**指令**
把下列所有行排成一个编号列表，略去其中的空行。

**输入数据**
********************

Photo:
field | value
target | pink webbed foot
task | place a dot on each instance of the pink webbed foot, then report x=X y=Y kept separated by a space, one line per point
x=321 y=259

********************

**任务回答**
1. Photo:
2. field | value
3. target | pink webbed foot
4. task | place a dot on each instance of the pink webbed foot, then report x=X y=Y kept separated by a space, one line per point
5. x=321 y=259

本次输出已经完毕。